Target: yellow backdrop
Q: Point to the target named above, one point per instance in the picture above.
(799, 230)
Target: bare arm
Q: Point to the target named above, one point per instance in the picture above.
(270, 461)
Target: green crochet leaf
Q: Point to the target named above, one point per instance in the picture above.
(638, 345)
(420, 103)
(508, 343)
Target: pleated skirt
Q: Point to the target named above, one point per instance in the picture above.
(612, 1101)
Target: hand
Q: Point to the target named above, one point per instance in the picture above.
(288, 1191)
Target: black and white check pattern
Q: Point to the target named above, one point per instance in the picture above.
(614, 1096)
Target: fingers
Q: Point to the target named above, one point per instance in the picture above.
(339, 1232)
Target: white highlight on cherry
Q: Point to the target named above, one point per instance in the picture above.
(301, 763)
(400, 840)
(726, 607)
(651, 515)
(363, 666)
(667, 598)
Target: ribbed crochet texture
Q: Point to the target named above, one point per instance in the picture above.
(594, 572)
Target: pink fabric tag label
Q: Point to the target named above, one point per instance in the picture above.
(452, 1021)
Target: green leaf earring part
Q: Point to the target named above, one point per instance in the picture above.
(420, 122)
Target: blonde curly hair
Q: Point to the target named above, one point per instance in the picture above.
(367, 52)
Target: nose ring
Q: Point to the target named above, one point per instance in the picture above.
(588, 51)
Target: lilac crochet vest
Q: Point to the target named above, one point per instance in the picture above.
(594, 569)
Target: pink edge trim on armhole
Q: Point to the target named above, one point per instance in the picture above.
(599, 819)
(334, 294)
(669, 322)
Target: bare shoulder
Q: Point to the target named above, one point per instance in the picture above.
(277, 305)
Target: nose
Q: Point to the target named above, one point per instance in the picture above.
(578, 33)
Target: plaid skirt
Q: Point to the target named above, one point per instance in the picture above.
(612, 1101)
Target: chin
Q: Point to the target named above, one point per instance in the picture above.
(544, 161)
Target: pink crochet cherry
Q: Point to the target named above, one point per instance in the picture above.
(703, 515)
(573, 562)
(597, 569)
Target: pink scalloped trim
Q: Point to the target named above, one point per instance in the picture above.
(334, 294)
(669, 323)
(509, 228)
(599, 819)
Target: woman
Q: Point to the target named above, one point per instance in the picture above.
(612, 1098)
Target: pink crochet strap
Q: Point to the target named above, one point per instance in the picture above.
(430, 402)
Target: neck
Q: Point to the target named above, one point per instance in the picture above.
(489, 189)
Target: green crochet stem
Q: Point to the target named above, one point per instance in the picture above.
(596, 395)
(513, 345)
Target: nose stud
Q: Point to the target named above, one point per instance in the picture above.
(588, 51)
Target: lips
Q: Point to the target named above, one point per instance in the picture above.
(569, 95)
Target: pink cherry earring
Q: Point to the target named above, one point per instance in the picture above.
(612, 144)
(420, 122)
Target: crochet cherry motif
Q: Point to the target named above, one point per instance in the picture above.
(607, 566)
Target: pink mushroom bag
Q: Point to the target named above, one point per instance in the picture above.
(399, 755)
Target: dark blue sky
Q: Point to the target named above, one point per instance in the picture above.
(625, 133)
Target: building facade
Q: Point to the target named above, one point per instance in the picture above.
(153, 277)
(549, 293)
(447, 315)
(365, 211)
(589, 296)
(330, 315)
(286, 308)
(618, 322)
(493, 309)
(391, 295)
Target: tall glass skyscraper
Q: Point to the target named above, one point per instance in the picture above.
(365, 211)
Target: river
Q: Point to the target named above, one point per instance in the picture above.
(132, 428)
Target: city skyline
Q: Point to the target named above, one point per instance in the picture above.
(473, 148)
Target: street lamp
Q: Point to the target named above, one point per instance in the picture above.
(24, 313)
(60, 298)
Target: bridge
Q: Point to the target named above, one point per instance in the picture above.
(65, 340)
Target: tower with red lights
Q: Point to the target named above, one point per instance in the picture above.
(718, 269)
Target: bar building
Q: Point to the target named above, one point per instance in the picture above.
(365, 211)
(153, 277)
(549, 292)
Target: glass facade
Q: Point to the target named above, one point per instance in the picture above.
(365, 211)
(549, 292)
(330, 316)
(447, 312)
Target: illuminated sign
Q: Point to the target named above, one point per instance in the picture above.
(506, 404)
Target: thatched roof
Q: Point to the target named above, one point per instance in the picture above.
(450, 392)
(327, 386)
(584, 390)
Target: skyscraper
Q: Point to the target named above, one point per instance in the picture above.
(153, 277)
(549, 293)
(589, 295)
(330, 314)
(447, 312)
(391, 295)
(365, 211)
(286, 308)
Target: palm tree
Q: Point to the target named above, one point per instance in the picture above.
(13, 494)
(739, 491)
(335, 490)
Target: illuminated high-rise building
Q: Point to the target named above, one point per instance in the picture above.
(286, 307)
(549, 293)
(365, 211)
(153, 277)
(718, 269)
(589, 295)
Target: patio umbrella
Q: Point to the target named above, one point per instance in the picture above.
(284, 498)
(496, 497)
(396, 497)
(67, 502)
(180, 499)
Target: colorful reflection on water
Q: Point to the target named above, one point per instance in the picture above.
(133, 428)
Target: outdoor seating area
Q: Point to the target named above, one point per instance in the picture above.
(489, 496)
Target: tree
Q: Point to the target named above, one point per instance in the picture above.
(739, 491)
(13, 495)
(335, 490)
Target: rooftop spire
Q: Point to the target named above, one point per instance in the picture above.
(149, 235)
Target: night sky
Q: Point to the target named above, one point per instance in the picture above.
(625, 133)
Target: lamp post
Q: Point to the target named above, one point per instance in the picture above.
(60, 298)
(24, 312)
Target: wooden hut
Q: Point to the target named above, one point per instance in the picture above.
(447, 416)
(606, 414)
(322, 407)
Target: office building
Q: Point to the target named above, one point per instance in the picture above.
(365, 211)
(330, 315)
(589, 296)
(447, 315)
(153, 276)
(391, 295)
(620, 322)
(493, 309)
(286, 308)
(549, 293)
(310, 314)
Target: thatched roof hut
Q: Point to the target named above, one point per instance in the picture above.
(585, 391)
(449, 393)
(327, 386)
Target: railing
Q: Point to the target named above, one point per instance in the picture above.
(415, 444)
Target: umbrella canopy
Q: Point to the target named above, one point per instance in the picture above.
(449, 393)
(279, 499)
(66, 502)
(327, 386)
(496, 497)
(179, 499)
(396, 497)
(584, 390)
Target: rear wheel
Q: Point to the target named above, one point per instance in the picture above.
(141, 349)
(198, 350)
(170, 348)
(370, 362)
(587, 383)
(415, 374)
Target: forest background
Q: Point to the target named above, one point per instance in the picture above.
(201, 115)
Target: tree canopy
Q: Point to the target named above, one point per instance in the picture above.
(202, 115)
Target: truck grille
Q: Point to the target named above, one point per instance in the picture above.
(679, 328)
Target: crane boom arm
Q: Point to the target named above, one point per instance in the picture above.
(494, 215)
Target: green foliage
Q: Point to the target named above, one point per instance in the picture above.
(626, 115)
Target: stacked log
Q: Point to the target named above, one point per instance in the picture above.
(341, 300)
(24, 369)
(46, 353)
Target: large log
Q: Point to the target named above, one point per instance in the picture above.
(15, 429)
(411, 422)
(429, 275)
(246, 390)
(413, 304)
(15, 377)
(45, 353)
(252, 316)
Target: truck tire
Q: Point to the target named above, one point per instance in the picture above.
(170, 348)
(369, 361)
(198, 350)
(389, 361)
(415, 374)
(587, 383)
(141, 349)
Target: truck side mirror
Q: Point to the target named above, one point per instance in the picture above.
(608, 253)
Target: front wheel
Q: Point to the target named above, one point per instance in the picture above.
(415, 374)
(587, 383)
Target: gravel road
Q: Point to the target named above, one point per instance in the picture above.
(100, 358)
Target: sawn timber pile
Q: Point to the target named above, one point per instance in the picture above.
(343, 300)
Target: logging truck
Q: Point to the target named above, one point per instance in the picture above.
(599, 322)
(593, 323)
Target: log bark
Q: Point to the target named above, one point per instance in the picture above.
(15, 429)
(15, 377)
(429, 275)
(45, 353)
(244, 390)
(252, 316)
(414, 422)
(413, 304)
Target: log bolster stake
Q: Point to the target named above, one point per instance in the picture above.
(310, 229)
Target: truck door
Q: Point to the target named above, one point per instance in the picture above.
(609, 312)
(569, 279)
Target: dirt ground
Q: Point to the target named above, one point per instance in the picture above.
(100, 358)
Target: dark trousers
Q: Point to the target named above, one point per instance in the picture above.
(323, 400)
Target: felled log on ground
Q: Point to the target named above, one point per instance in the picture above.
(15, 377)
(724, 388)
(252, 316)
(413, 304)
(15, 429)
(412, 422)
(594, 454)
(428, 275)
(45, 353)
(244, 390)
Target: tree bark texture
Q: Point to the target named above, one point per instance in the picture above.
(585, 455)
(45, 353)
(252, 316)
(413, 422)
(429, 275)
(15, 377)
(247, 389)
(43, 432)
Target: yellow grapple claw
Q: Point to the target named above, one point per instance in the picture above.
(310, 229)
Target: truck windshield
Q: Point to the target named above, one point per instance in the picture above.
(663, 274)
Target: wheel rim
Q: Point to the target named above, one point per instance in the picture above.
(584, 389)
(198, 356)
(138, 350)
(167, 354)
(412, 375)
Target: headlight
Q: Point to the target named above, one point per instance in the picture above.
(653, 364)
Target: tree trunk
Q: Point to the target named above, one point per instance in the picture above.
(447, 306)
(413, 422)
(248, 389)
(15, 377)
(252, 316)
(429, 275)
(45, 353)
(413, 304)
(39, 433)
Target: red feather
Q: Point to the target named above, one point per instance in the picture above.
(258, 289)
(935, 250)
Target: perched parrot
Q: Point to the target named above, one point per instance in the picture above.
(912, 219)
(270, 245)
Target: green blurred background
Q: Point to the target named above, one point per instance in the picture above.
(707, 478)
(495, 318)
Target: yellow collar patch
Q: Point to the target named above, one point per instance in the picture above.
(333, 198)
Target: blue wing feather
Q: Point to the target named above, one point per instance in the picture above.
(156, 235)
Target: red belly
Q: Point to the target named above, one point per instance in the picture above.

__WHAT YOU WILL DO__. On how many lines of the data does the word "blue" appear? Reply with the number alone.

__ANSWER TO THE EXERCISE__. 2